>> Start Source passage

Now, much of the IT industry is about spurring people against their will...to entice them to building things that businesses want.
Sounds like a pretty fucking good business model to me. Much better than building things that nobody wants, that's for sure.
Programmers and techies can spot and sniff the 'empty promises' in technology
No, it's the people running the businesses who've learned to spot empty promises, like the "if you let us build it, they will come" promise of the dot-bomb era. The techies are more often the ones making the empty promises.
Web-browsing used to being up a plethora of intelligent, well-written, interesting pages back in the day
I'm sorry, but can we give the "Golden Era" meme a rest after several thousand years of constant use? I was here when the web was invented, I remember what it was like. I don't think the quality of the ideas, or the writing, or the visual presentation, has changed a whole heck of a lot either way since then. There's a lot of crap now, but there was a lot of crap then too. Maybe it used to be geekier crap, more to fellow geeks' liking, but it was still crap.
only us "old timers" bother with things like netiquette
Here you do touch on the one thing that seems to be different: the prevalence of trolls. Trolls are, by and large, a lazy lot. Even the smallest barrier to entry - even free registration - is often enough that they'll seek easier targets, so in the early days of the web trolls weren't a problem. Now, of course...well, you know.

>> End Source passage

- _Tasks_
1. Answer these questions using the forum reply about the web's early days:
(a) According to the reply, who has learned to spot empty promises?
(b) Which era does the reply link to the promise "if you let us build it, they will come"?
(c) What barrier does the reply give as an example that is often enough to send trolls looking for easier targets?
2. From the forum reply about the web's early days, return word for word the passage that begins at the words "Programmers and techies" and stops after "was still crap.".
3. Take the forum reply about the web's early days further, writing on from the point where it stops.
The records have no connection to the forum reply about the web's early days.

>> Start Given records

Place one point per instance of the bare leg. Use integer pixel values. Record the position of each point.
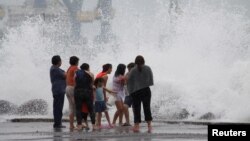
(107, 117)
(71, 121)
(115, 117)
(120, 111)
(126, 113)
(99, 116)
(149, 126)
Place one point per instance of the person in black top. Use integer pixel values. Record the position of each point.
(58, 81)
(83, 93)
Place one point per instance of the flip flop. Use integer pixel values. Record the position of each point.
(135, 129)
(126, 124)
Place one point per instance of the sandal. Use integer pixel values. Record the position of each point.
(126, 124)
(135, 129)
(150, 129)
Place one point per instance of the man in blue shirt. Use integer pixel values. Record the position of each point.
(58, 81)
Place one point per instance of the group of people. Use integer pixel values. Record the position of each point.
(87, 94)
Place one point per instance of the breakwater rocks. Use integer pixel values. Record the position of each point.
(7, 107)
(31, 107)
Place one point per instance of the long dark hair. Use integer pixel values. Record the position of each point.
(121, 68)
(139, 61)
(106, 67)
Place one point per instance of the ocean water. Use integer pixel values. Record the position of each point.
(199, 56)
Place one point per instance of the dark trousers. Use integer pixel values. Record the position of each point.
(84, 95)
(142, 96)
(58, 102)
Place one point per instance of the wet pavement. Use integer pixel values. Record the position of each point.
(44, 131)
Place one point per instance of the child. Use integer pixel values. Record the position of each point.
(100, 104)
(85, 112)
(128, 99)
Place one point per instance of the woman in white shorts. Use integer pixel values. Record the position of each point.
(118, 87)
(70, 80)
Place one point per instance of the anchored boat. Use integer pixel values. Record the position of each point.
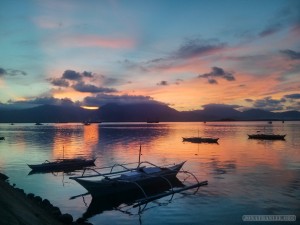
(128, 179)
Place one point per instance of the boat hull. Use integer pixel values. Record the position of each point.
(140, 183)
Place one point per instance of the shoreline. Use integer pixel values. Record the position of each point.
(17, 207)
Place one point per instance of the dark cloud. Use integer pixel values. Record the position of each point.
(220, 106)
(102, 99)
(269, 104)
(270, 29)
(12, 72)
(217, 72)
(72, 75)
(82, 87)
(290, 54)
(44, 101)
(197, 48)
(191, 48)
(293, 96)
(60, 82)
(163, 83)
(87, 74)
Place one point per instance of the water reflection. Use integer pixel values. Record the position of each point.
(245, 176)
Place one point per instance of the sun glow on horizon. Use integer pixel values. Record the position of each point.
(90, 107)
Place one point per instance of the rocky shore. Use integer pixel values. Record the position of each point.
(19, 208)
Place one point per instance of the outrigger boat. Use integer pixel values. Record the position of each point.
(128, 180)
(62, 164)
(267, 136)
(200, 139)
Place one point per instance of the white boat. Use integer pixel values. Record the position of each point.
(128, 180)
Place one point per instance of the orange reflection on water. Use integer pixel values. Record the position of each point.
(69, 144)
(91, 134)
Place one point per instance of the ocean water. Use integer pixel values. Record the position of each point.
(245, 177)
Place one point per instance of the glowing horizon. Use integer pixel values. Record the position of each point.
(94, 53)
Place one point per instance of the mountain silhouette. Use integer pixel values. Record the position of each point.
(138, 112)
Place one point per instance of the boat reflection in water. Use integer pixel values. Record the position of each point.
(126, 202)
(133, 187)
(61, 165)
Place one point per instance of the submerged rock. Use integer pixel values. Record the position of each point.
(66, 218)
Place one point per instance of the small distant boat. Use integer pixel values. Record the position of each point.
(63, 164)
(152, 121)
(200, 139)
(267, 136)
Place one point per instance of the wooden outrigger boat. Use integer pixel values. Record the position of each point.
(200, 139)
(128, 180)
(63, 164)
(267, 136)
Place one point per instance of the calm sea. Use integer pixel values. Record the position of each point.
(245, 177)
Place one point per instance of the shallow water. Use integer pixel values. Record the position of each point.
(245, 177)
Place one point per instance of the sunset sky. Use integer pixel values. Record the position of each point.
(187, 54)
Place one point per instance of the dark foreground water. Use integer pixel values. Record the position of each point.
(245, 177)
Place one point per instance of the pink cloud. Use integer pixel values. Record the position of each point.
(98, 41)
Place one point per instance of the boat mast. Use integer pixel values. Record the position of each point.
(140, 153)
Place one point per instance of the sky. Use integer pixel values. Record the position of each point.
(185, 54)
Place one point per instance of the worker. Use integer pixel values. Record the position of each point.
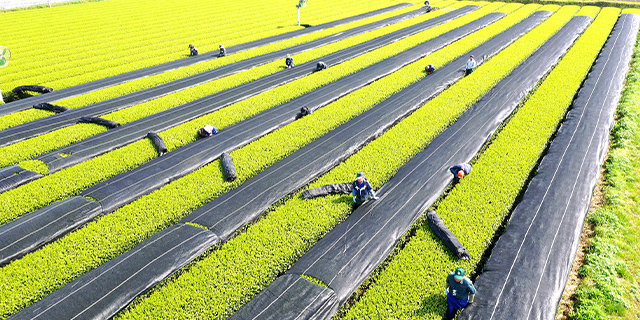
(194, 51)
(460, 292)
(289, 62)
(430, 69)
(471, 64)
(362, 189)
(207, 131)
(428, 7)
(304, 111)
(460, 170)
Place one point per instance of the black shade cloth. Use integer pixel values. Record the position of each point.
(35, 229)
(323, 306)
(102, 292)
(228, 168)
(161, 147)
(24, 104)
(38, 89)
(327, 189)
(51, 123)
(50, 107)
(14, 176)
(348, 254)
(526, 273)
(103, 122)
(446, 236)
(128, 186)
(175, 116)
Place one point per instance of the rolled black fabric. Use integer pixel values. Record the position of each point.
(104, 122)
(327, 189)
(228, 168)
(447, 237)
(50, 107)
(38, 89)
(158, 142)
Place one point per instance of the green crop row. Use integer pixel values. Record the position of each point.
(176, 49)
(149, 82)
(411, 285)
(37, 273)
(73, 180)
(220, 283)
(39, 145)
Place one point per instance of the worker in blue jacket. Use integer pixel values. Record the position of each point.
(460, 292)
(362, 189)
(460, 170)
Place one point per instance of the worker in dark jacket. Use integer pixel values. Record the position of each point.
(430, 69)
(194, 51)
(460, 292)
(289, 62)
(362, 189)
(460, 170)
(321, 66)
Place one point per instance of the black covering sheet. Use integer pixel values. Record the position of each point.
(291, 286)
(446, 236)
(228, 168)
(528, 268)
(102, 292)
(103, 122)
(24, 104)
(128, 186)
(35, 229)
(38, 89)
(136, 130)
(348, 254)
(326, 302)
(50, 107)
(14, 176)
(336, 188)
(55, 122)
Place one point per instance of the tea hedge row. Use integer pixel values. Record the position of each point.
(477, 206)
(71, 181)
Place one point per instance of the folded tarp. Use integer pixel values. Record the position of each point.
(195, 155)
(446, 236)
(91, 296)
(526, 273)
(348, 254)
(228, 168)
(27, 130)
(158, 142)
(232, 210)
(336, 188)
(14, 176)
(103, 122)
(38, 89)
(175, 116)
(25, 234)
(50, 107)
(24, 104)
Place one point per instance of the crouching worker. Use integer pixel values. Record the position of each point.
(460, 170)
(289, 62)
(321, 66)
(304, 111)
(460, 292)
(194, 51)
(207, 131)
(430, 69)
(362, 189)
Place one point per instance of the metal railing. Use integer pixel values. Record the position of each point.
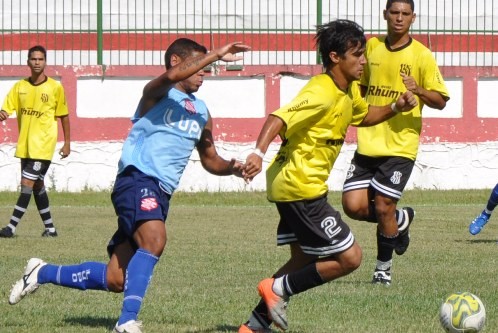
(136, 32)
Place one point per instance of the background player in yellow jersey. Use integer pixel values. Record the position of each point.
(386, 153)
(312, 128)
(38, 102)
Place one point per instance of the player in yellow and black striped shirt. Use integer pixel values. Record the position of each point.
(312, 127)
(38, 102)
(386, 153)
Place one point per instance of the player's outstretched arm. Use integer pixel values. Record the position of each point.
(186, 68)
(378, 114)
(254, 161)
(210, 160)
(3, 115)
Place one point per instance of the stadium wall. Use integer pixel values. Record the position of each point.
(459, 145)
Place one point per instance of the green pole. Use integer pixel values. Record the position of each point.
(99, 33)
(318, 22)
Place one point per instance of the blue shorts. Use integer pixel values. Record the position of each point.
(137, 198)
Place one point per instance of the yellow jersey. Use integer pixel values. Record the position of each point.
(37, 108)
(398, 136)
(316, 123)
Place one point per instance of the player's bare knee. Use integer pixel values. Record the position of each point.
(115, 283)
(352, 260)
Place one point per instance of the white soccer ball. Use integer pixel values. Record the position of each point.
(462, 313)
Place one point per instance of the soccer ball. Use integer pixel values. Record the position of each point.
(462, 313)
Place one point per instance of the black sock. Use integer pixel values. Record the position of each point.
(42, 203)
(21, 205)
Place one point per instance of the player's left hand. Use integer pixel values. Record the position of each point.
(236, 167)
(406, 102)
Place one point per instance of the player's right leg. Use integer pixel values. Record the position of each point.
(480, 221)
(87, 275)
(142, 208)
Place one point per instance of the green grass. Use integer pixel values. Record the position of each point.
(221, 244)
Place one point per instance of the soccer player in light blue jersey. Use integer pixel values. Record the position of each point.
(169, 123)
(478, 223)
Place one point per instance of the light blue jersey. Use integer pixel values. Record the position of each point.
(161, 142)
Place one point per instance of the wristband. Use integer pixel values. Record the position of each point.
(258, 152)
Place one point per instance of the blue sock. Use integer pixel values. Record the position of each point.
(493, 199)
(138, 276)
(88, 275)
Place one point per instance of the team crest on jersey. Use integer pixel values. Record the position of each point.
(148, 204)
(405, 69)
(189, 107)
(396, 177)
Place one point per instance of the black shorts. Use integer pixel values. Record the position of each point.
(315, 225)
(34, 169)
(387, 175)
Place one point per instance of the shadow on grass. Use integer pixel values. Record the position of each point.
(107, 323)
(480, 241)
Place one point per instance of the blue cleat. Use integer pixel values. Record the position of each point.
(479, 222)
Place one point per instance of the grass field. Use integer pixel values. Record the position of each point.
(220, 245)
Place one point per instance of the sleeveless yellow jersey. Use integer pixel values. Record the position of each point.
(398, 136)
(316, 122)
(37, 107)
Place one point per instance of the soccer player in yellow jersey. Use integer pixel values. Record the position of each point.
(312, 128)
(38, 102)
(386, 153)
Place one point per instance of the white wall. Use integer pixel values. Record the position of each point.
(93, 165)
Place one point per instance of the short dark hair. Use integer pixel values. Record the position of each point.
(390, 3)
(338, 36)
(182, 47)
(37, 48)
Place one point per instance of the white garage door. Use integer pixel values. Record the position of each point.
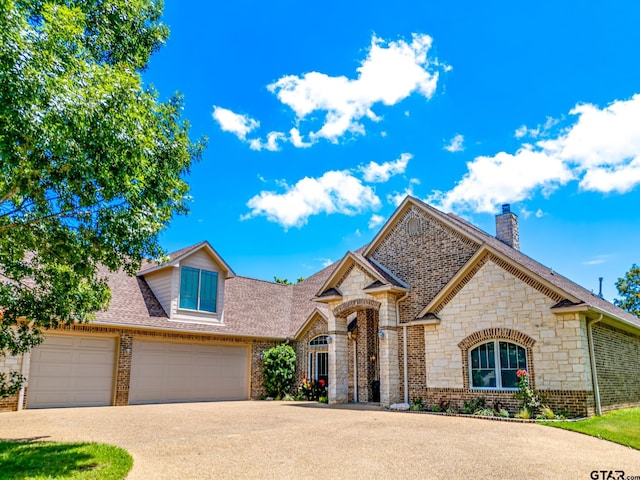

>> End Given records

- _Results for the exercise_
1.
(a) The people running the businesses.
(b) The dot-bomb era.
(c) Free registration.

2.
Programmers and techies can spot and sniff the 'empty promises' in technology
No, it's the people running the businesses who've learned to spot empty promises, like the "if you let us build it, they will come" promise of the dot-bomb era. The techies are more often the ones making the empty promises.
Web-browsing used to being up a plethora of intelligent, well-written, interesting pages back in the day
I'm sorry, but can we give the "Golden Era" meme a rest after several thousand years of constant use? I was here when the web was invented, I remember what it was like. I don't think the quality of the ideas, or the writing, or the visual presentation, has changed a whole heck of a lot either way since then. There's a lot of crap now, but there was a lot of crap then too. Maybe it used to be geekier crap, more to fellow geeks' liking, but it was still crap.

3.
I don't see it as a "newbie" vs. "oldbie" thing, though. Oldbies might know netiquette, but that doesn't mean they follow it. In fact, the net tends to train trolls. Think about the stage each young troll goes through when they first learn about these things called logical fallacies. Do they use this knowledge to clean up their act? No, they use it to club other people over the head. Over time, trolls get better at what they do, and the most annoying trolls are usually the ones who've had the most years of practice.
For more on "us old timers" and newbie-bashing, you might find this article from last February interesting.
The main problem with USEnet is that it still has to route every single article to every single node whether it is going to be read or not.
First, don't say "Usenet" (not an acronym BTW) when you mean "NNTP" and vice versa. While there are strong and obvious relationships between the two, they are different things.
Second, censorship-resistance was not and is not the main reason for NNTP working the way it does. I know somebody else already pointed that out, but it bears repeating.
Third, NNTP doesn't do flooding ("flood fill routing" is not a phrase with any kind of common meaning and is thus equivalent to a typo). NNTP is a point-to-point protocol, and is this incapable of flooding. Usenet doesn't use flooding either. For one thing, flooding is generally understood to mean "pushing" data everywhere it can go when it becomes available, whereas Usenet and NNTP have always been based on sending information where and when it is requested. For another, Usenet connectivity patterns are mostly tree-like and flooding - which refers to sending the same data along all possible paths to a single destination - is generally considered an inoperative term when only one path existed to begin with.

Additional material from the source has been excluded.